_TEXT:_
Ah - addendum to previous - just found out how to fix #### problem! Still, though, left with problem of getting text to fit.


2015-10-02 10:54:18

Sally Larkham

I've tried the tips above but to no avail: some larger text areas in my 2003 apreadsheet, though wrap is on and the cells are defined as text, either do not display in their entirety (text chopped off at bottom and right of cell); or in some cases only display as "##########", though defined as text. Have tried manually adjusting borders too, but this doesn't seem to fix either problem. Now at wit's end, with a deadline looming!


2015-05-09 05:52:06

Norman Ouwerkerk

Most times it doesn't happen. But if you get the amount of text exactly right (or wrong, depending on your point of view), Excel will add the extra vertical whitespace.


2015-05-08 21:17:12

Ford Bailey

I am not sure why but this did not work for me.


2015-05-02 07:56:30

Norman Ouwerkerk

When using this technique, Excel sometimes adds an additional line of whitespace. This happens when you Tab or Enter to a next cell and the text in the cell happens to be almost as wide as the cell itself. Deleting the last one or two characters makes the extra whitespace line go away. If you use alt+Enter to start a new line within the cell and a following line is also almost as wide as the cell - you can copy paste to simulate this - multiple whitespace lines are added by Excel.
How can you avoid the unwanted extra whitespace lines?

_THE TASK:_ Reproduce word for word the stretch of the comment thread from "2015-05-02 07:56:30" through "extra whitespace lines?". Base every response solely on the comment thread.

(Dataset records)
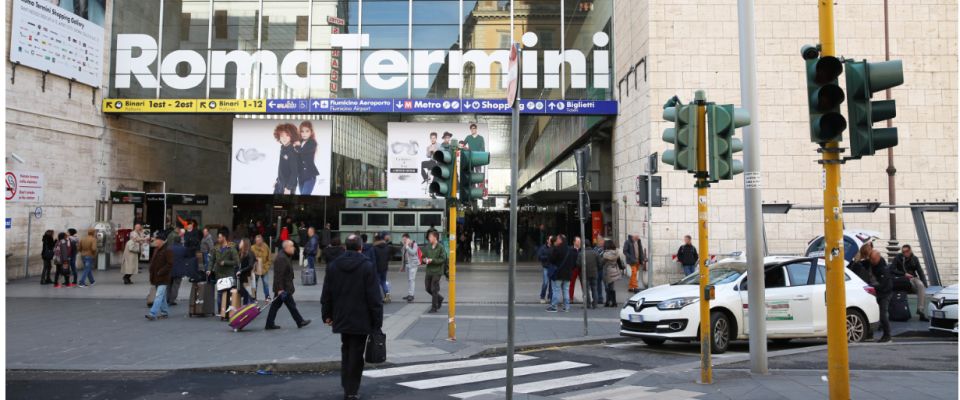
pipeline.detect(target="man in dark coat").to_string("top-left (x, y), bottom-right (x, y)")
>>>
top-left (320, 235), bottom-right (383, 399)
top-left (264, 240), bottom-right (310, 330)
top-left (869, 250), bottom-right (893, 343)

_SOLUTION FOR THIS PROBLEM:_
2015-05-02 07:56:30

Norman Ouwerkerk

When using this technique, Excel sometimes adds an additional line of whitespace. This happens when you Tab or Enter to a next cell and the text in the cell happens to be almost as wide as the cell itself. Deleting the last one or two characters makes the extra whitespace line go away. If you use alt+Enter to start a new line within the cell and a following line is also almost as wide as the cell - you can copy paste to simulate this - multiple whitespace lines are added by Excel.
How can you avoid the unwanted extra whitespace lines?